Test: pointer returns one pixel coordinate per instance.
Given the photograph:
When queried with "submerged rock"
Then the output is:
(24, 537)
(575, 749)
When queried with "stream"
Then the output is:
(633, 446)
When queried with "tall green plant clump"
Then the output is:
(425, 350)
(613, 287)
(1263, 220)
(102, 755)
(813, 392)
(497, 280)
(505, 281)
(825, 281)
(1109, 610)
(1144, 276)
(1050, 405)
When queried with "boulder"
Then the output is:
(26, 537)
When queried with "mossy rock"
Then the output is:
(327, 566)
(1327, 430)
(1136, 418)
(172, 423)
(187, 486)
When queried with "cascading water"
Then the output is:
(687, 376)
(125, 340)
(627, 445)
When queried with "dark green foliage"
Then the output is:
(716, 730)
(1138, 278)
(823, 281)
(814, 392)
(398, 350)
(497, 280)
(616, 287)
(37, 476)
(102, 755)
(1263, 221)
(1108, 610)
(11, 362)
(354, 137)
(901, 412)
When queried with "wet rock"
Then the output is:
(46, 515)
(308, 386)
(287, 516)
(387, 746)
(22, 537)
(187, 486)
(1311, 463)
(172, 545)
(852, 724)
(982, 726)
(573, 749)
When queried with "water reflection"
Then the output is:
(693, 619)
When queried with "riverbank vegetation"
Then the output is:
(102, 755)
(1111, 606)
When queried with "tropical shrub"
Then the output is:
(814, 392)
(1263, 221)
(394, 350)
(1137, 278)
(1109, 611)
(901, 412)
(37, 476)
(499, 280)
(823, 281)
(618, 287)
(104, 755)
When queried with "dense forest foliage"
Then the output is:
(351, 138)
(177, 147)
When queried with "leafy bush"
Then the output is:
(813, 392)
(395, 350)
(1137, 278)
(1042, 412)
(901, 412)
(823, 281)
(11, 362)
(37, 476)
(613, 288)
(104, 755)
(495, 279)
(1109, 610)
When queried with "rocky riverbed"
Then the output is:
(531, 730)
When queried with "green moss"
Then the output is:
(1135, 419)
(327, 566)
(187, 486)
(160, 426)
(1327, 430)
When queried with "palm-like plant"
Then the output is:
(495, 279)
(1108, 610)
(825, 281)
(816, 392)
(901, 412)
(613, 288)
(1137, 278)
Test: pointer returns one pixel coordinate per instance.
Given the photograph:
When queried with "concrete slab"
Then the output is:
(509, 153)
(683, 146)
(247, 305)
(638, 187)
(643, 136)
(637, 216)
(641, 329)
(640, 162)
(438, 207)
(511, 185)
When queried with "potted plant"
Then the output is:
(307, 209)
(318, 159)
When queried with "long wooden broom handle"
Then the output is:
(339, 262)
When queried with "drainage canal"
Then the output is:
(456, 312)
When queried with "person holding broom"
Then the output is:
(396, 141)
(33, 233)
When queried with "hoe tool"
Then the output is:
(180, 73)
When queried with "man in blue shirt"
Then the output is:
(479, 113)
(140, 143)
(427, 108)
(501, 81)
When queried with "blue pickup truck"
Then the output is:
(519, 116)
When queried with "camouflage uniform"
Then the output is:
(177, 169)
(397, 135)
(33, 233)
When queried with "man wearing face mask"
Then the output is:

◆ ◆ ◆ ◆ ◆

Would you print all of the records exactly as they were given?

Test: pointer returns one pixel coordinate per instance.
Given the photograph:
When queried with "submerged rock"
Then the output is:
(24, 537)
(575, 749)
When queried with "stream"
Then the output is:
(633, 446)
When queried with "tall green plant clump"
Then the output is:
(425, 350)
(613, 287)
(1263, 220)
(102, 755)
(813, 392)
(497, 280)
(505, 281)
(825, 281)
(1109, 610)
(1144, 276)
(1050, 405)
When queried with "boulder"
Then the output is:
(26, 537)
When queried with "mossy rock"
Then the output is:
(327, 566)
(1327, 430)
(1136, 418)
(172, 423)
(187, 486)
When queried with "cascading water"
Then the output is:
(687, 376)
(125, 340)
(627, 445)
When queried with "dark green foliage"
Then the output is:
(716, 730)
(1138, 278)
(823, 281)
(814, 392)
(398, 350)
(497, 280)
(616, 287)
(37, 476)
(102, 755)
(1263, 221)
(1108, 610)
(11, 362)
(354, 137)
(901, 412)
When queried with "wet rock"
Then the output is:
(46, 515)
(308, 386)
(287, 516)
(387, 746)
(22, 537)
(187, 486)
(1311, 463)
(172, 545)
(852, 724)
(982, 726)
(573, 749)
When queried with "water reflection"
Then the output is:
(693, 619)
When queried with "riverbank vegetation"
Then the output is:
(102, 755)
(1111, 606)
When queried with "tropical shrub"
Then the output is:
(814, 392)
(1263, 221)
(394, 350)
(1137, 278)
(1109, 611)
(901, 412)
(37, 476)
(499, 280)
(823, 281)
(618, 287)
(104, 755)
When queried with "dense forest foliage"
Then the output is:
(351, 138)
(177, 147)
When queried with "leafy bush"
Then the output is:
(813, 392)
(395, 350)
(1137, 278)
(1042, 412)
(901, 412)
(823, 281)
(11, 362)
(37, 476)
(613, 288)
(104, 755)
(495, 279)
(1109, 610)
When queried with "rocky riverbed"
Then the output is:
(531, 730)
When queried with "green moss"
Then the output is:
(1135, 419)
(327, 566)
(187, 486)
(160, 426)
(1327, 430)
When queried with "palm-like plant"
Then the output is:
(495, 279)
(1108, 610)
(825, 281)
(816, 392)
(901, 412)
(613, 288)
(1137, 278)
Test: pointer returns one pixel coordinate per instance.
Given the photograph:
When queried with "concrete slab"
Then the output is:
(509, 153)
(683, 146)
(247, 305)
(638, 187)
(643, 136)
(637, 216)
(641, 329)
(640, 162)
(438, 207)
(511, 185)
When queried with "potted plant"
Then the output is:
(307, 209)
(318, 159)
When queried with "long wooden broom handle"
Then the output is:
(339, 262)
When queried with "drainage canal"
Then the output is:
(456, 312)
When queried with "person holding broom"
Then the output is:
(396, 141)
(33, 233)
When queried with "hoe tool"
Then the output is:
(180, 73)
When queried with "man in blue shirt"
Then the output is:
(479, 113)
(140, 143)
(427, 108)
(501, 81)
When queried with "blue pickup truck"
Then the output is:
(519, 116)
When queried with "camouflage uniform"
Then the output is:
(177, 169)
(397, 135)
(33, 233)
When queried with "man wearing face mask"
Then the output is:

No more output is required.